● **Selected passage**
== == ==
Notice: The reproducibility variables underlying each score are classified using an automated LLM-based pipeline, validated against a manually labeled dataset. LLM-based classification introduces uncertainty and potential bias; scores should be interpreted as estimates. Full accuracy metrics and methodology are described in Coakley et alK. L. Coakley, T. Snelleman, H. Hoos, and O. E. Gundersen, "The embrace of open science: An analysis of a decade of AI research and 56 800 conference papers," Under Review, 2026..

Grounded Reinforcement Learning for Visual Reasoning

Authors: Gabriel Sarch, Snigdha Saha, Naitik Khandelwal, Ayush Jain, Michael J. Tarr, Aviral Kumar, Katerina Fragkiadaki

NeurIPS 2025 | Venue PDF | LLM Run Details

Reproducibility Variable Result LLM Response
Research Type Experimental We evaluate Vi Go RL across a suite of visual reasoning benchmarks, including SAT-2 [48], BLINK [15], Robo Spatial [53], Screen Spot [10, 33], Visual Web Arena [31], and V Bench [66]. Our approach consistently outperforms existing methods on all tasks. Specifically, Vi Go RL achieves substantial improvements over vanilla GRPO, with accuracy gains of 12.9 points on SAT-2 and 2.0 points on BLINK.
== == ==
● **Data extracts**
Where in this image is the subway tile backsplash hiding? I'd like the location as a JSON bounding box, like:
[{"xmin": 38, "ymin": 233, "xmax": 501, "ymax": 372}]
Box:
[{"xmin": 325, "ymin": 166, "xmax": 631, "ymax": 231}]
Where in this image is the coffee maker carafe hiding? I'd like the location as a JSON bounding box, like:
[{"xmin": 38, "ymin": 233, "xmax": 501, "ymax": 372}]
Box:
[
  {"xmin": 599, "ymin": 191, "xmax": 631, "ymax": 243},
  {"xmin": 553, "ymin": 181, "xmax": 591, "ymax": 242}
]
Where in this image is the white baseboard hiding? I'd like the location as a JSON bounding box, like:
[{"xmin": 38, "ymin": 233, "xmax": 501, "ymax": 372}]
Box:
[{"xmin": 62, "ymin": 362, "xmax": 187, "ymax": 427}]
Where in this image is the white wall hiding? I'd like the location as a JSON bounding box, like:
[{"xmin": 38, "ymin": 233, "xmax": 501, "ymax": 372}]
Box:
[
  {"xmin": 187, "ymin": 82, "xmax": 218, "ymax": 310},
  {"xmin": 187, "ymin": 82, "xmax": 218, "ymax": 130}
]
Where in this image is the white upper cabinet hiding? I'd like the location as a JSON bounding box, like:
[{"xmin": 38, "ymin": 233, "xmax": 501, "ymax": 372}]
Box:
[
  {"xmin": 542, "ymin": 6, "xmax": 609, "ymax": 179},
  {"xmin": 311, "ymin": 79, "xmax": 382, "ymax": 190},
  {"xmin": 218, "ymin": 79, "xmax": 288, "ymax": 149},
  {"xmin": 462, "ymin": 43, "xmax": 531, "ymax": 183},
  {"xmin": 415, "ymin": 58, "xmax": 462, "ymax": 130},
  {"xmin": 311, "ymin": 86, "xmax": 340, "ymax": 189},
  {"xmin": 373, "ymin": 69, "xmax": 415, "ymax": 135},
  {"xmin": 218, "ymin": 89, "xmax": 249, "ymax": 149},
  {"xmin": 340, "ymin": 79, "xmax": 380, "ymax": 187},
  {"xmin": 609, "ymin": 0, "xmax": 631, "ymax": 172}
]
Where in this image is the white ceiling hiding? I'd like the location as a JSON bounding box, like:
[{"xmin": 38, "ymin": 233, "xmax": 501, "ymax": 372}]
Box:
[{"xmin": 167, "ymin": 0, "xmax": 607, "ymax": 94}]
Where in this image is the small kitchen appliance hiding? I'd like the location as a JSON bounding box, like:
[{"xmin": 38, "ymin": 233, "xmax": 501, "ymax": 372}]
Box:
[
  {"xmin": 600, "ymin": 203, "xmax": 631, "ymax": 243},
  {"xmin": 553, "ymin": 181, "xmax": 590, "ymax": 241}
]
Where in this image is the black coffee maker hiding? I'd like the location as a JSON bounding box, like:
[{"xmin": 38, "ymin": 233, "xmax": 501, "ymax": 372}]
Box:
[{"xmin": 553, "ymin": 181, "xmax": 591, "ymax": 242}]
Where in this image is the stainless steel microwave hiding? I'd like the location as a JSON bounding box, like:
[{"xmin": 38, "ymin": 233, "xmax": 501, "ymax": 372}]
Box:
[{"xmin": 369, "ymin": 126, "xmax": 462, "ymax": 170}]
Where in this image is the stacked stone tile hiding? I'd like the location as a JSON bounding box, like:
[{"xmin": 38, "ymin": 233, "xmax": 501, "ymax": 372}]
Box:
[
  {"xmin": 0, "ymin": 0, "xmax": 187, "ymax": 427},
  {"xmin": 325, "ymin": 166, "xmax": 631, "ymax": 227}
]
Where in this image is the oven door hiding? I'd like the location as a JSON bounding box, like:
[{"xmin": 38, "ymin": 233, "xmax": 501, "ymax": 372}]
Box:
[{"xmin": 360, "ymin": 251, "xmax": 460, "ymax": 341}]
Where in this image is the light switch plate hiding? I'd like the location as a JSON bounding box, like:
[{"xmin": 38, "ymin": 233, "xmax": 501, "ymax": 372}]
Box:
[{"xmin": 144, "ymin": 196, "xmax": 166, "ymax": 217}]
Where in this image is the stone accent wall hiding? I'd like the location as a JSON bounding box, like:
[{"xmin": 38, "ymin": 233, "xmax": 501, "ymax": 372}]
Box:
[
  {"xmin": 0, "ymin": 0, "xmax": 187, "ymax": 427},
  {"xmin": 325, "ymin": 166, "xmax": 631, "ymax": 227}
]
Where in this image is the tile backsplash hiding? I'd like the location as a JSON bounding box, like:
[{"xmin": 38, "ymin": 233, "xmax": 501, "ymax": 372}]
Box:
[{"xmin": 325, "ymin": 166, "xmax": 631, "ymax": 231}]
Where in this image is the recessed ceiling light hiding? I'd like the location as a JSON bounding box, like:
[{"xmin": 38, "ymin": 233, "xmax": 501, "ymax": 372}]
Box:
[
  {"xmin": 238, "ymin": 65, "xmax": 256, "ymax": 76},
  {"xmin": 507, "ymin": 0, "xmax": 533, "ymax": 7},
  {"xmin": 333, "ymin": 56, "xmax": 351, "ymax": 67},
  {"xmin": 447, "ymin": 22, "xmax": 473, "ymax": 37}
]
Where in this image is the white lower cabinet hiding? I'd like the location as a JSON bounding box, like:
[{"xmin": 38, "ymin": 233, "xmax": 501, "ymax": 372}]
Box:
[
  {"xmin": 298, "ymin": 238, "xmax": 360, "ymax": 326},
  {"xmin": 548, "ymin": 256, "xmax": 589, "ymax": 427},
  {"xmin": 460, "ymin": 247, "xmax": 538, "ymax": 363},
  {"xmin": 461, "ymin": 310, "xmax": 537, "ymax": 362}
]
== == ==
● **What is expected**
Continue the reproducibility page for the paper on grounded reinforcement learning for visual reasoning from the point where it stops.

● **Task answer**
Researcher Affiliation Academia Gabriel Sarch Snigdha Saha Naitik Khandelwal Ayush Jain Michael J. Tarr Aviral Kumar Katerina Fragkiadaki Carnegie Mellon University
Pseudocode Yes Algorithm Phases. MCTS operates via the standard four-phase loop: Selection: Starting at the root, the search follows a path through children using the UCB policy... Expansion: At each expandable node, we generate up to three children using the VLM... Rollout: For each new child, we simulate reasoning steps using the VLM... Backpropagation: Final 0/1 rewards are backpropagated up the tree along the visited path...
Open Source Code Yes Justification: We include anonymized links in the supplemental material with all code, trained models, and instructions to reproduce experiments, as well as generated datasets used in our experiments.
Open Datasets Yes We evaluate Vi Go RL across a suite of visual reasoning benchmarks, including SAT-2 [48], BLINK [15], Robo Spatial [53], Screen Spot [10, 33], Visual Web Arena [31], and V Bench [66]... For web grounding, we draw 12k screenshot, referring expression, box examples from OS-ATLAS [69]... We use ICAL [49], a dataset of 92 web navigation trajectories... The visual search benchmark V Bench tests fine-grained visual understanding using 191 high-resolution images from the SA-1B dataset [30].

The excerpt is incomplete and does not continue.